- The request
Exactly as they appear, output all of the records. Skip any images.

══ Source data ══

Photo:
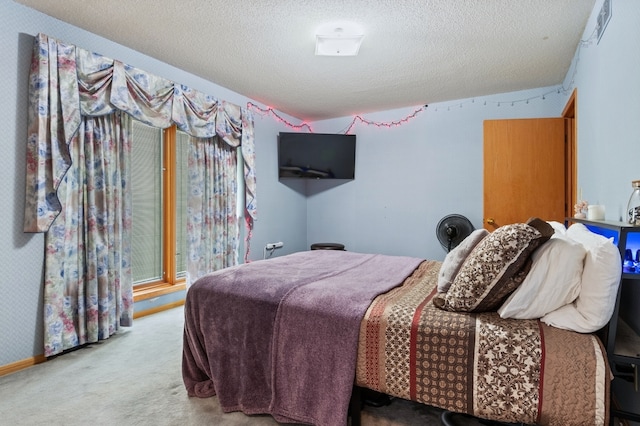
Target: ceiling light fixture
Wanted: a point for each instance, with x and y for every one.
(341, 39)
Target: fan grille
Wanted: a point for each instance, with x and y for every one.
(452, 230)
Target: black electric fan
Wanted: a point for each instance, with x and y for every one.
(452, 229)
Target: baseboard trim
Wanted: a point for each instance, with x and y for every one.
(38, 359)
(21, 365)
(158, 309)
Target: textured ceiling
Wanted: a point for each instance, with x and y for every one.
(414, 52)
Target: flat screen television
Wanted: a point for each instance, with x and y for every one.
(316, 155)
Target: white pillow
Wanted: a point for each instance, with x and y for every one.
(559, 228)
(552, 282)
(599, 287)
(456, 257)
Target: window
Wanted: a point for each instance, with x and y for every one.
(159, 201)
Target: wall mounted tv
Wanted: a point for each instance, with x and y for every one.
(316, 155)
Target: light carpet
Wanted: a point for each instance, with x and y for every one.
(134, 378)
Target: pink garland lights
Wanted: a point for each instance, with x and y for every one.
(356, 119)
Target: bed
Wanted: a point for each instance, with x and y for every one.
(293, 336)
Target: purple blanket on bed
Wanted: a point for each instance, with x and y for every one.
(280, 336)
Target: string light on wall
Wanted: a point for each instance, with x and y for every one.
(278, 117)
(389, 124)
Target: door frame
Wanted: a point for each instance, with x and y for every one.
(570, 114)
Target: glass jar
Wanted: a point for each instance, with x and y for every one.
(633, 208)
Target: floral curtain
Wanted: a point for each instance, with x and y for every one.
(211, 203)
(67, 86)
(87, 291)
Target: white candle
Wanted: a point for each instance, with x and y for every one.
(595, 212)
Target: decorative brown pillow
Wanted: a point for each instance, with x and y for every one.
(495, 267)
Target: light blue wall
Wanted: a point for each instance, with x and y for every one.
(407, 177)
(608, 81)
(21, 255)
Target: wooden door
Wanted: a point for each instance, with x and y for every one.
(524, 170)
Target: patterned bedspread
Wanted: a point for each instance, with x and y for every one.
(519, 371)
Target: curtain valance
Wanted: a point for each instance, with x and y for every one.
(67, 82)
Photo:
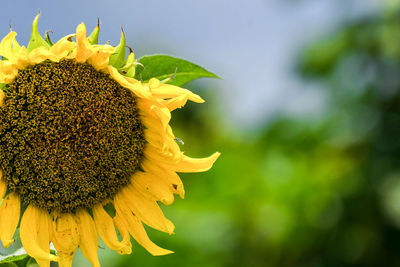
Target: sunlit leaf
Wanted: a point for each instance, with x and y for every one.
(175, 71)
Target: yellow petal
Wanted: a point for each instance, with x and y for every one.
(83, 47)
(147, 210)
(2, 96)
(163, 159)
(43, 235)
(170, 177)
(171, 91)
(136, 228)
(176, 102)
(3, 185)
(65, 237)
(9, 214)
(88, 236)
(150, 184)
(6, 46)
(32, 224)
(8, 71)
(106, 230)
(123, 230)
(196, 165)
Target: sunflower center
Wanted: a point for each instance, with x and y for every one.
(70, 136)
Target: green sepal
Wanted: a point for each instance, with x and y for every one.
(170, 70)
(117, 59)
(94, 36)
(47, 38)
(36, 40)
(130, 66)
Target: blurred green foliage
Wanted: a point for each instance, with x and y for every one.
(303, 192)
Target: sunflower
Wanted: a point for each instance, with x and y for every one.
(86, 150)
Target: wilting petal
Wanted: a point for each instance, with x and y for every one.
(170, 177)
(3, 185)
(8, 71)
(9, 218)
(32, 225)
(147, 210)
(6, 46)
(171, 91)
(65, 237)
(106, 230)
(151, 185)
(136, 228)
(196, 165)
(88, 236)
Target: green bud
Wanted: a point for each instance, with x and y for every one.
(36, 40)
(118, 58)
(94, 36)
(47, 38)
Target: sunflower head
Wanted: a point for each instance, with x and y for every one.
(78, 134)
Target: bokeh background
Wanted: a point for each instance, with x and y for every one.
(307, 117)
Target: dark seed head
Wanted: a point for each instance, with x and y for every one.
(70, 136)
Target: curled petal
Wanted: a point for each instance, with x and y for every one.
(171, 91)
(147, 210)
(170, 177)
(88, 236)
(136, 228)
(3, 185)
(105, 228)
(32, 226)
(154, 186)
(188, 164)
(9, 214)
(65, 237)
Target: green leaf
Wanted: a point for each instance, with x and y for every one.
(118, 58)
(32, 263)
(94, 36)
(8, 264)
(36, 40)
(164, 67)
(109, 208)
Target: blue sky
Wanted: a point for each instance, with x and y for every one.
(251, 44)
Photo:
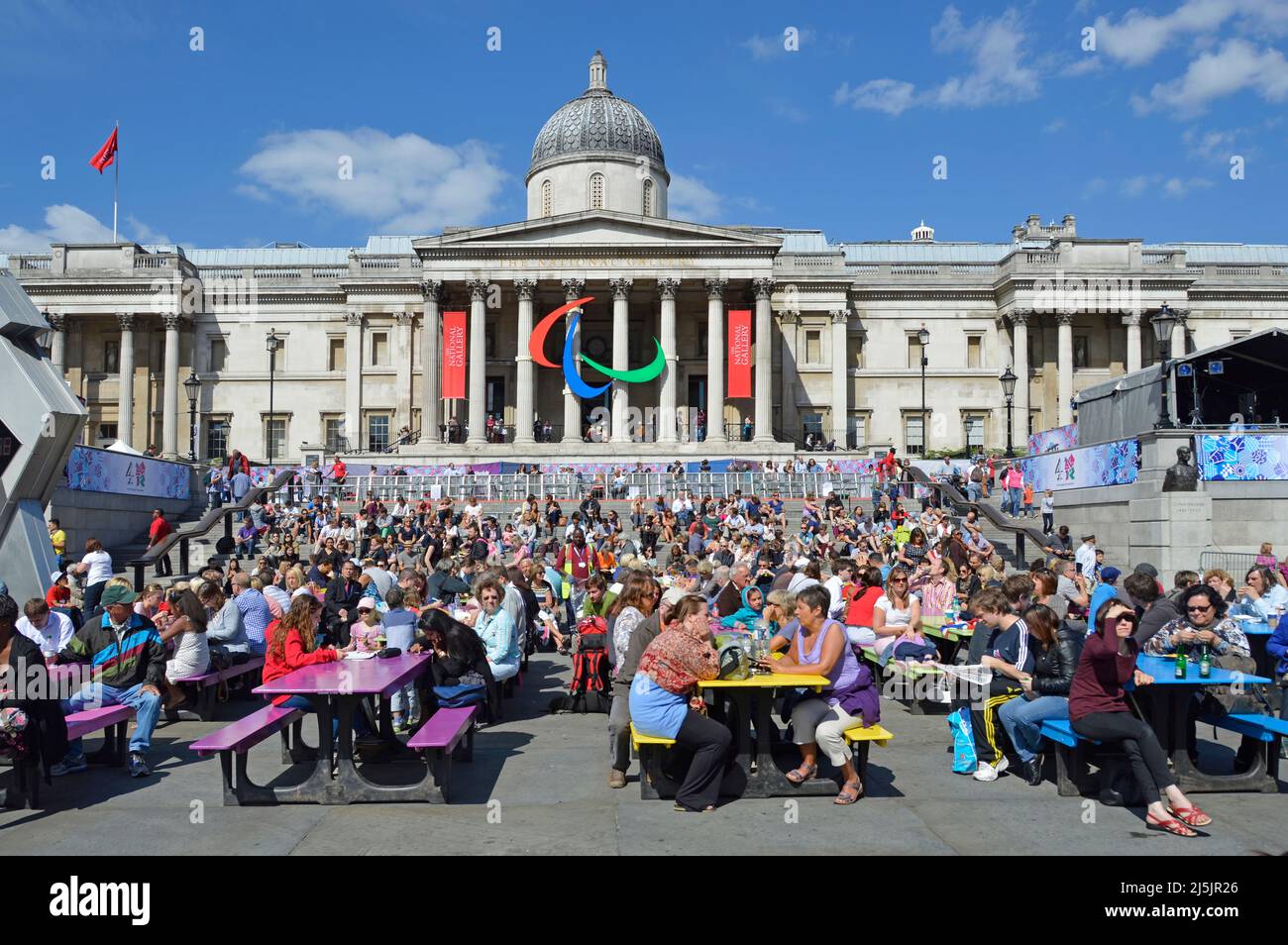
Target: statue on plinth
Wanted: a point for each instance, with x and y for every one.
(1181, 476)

═══

- Solution to this exercise
Photo:
Target: ceiling light fixture
Wanted: a point for each instance, with x and y for every one.
(341, 39)
Target: fan grille
Wanted: a point for each instance, with x and y for every one.
(452, 230)
Target: black electric fan
Wanted: a point for each instance, with x and y for every one.
(452, 229)
Target: baseboard trim
Wanted: a point for each instance, with x and y for every one.
(38, 359)
(21, 365)
(158, 309)
Target: textured ceiling
Wanted: a point for each instance, with x and y for every one.
(414, 52)
Target: flat screen television
Wanted: a point for each instance, with x and y for every one.
(316, 155)
Target: white pillow
Wanted: a point for each instance, with x and y for every one.
(559, 228)
(552, 282)
(599, 287)
(456, 257)
Target: window
Wanted: a point for each instance, with x and y for every one.
(159, 201)
Target: wall mounted tv
Wanted: a point for each instance, with x and y for every one.
(316, 155)
Target: light carpet
Wanted: a point for each instance, with x and y for every one.
(134, 378)
Target: pink garland lights
Wanted: a point for each instance, with x and y for every one.
(356, 119)
Target: bed
Wanted: a point for each instance, with x and y for every one.
(293, 336)
Target: purple blanket on bed
Wanted: a point for each instance, with x and y for every one.
(280, 336)
Target: string light on wall
Wanted: a point for each instance, with x and y for every one.
(278, 117)
(389, 124)
Target: door frame
Wanted: a point for each instance, with x and y for every one.
(570, 114)
Target: glass jar
Wanted: a point for each instance, with x and y for every one.
(633, 208)
Target: floral curtain
Wanted: a point for each instance, with x and y for every one.
(211, 203)
(67, 86)
(87, 291)
Target: white candle
Wanted: a point for each instance, with x and y for every one.
(595, 212)
Target: decorative brown pillow
Wanted: a point for each instance, with x and y for every one.
(495, 267)
Target: light blue wall
Wanted: a point for each instance, with x and y for every one.
(407, 177)
(608, 81)
(21, 255)
Target: wooden door
Wanted: a point for each instance, with x and y for every one.
(524, 170)
Target: patterned bedspread
Wanted: a point for each instance, with x and y for every one.
(519, 371)
Target: curtain valance
Wanted: a point for each instance, with x and y for every one.
(67, 82)
Photo:
Target: sunlit leaf
Wanted: a point for each instance, with x and y for every one.
(175, 71)
Target: yellow petal
Wanted: a point for each instance, with x and y for every one.
(83, 47)
(147, 210)
(2, 96)
(163, 159)
(43, 235)
(170, 177)
(171, 91)
(136, 228)
(176, 102)
(3, 185)
(65, 237)
(9, 214)
(88, 236)
(150, 184)
(6, 46)
(32, 224)
(8, 71)
(106, 230)
(123, 230)
(196, 165)
Target: sunflower center
Wanted: a point for each instance, with x and y for every one.
(70, 136)
Target: green sepal
Wanted: a point for each instance, with x and y for every one.
(170, 70)
(117, 59)
(94, 36)
(47, 38)
(36, 40)
(130, 66)
Target: blurred green foliage
Wanted: a point for each instance, with x and y for every one.
(303, 192)
Target: sunflower
Wanted: a point for each instance, with x and y for every one.
(86, 150)
Target: wilting petal
Wanted: a point for each instance, with x and y for every one.
(170, 177)
(3, 185)
(8, 71)
(9, 218)
(32, 225)
(147, 210)
(6, 46)
(171, 91)
(65, 237)
(106, 230)
(151, 185)
(136, 228)
(196, 165)
(88, 236)
Target: green bud
Wanted: a point for each instance, with x and y for every one.
(36, 40)
(118, 58)
(94, 36)
(47, 38)
Target: sunflower head
Wanted: a point for each instance, with x and y for every one.
(78, 134)
Target: bokeh background
Wanted: a point for each instance, with x and y for every one.
(307, 117)
Target: dark seed head
Wanted: a point for each instance, with x and y for every one.
(70, 136)
Target: curled petal
Wanted: a point for each instance, with x and y for every one.
(171, 91)
(147, 210)
(170, 177)
(88, 236)
(136, 228)
(3, 185)
(105, 228)
(32, 226)
(154, 186)
(188, 164)
(9, 214)
(65, 237)
Target: green leaf
Wanted: a point for each instance, with x and y for every one.
(118, 58)
(32, 263)
(94, 36)
(8, 264)
(36, 40)
(164, 67)
(109, 208)
Target: blue sky
Wanted: a point for each instance, with x and y for every one.
(251, 44)
Photo:
Target: statue on plinth
Wanted: a point for each instance, with x and y for every one.
(1181, 476)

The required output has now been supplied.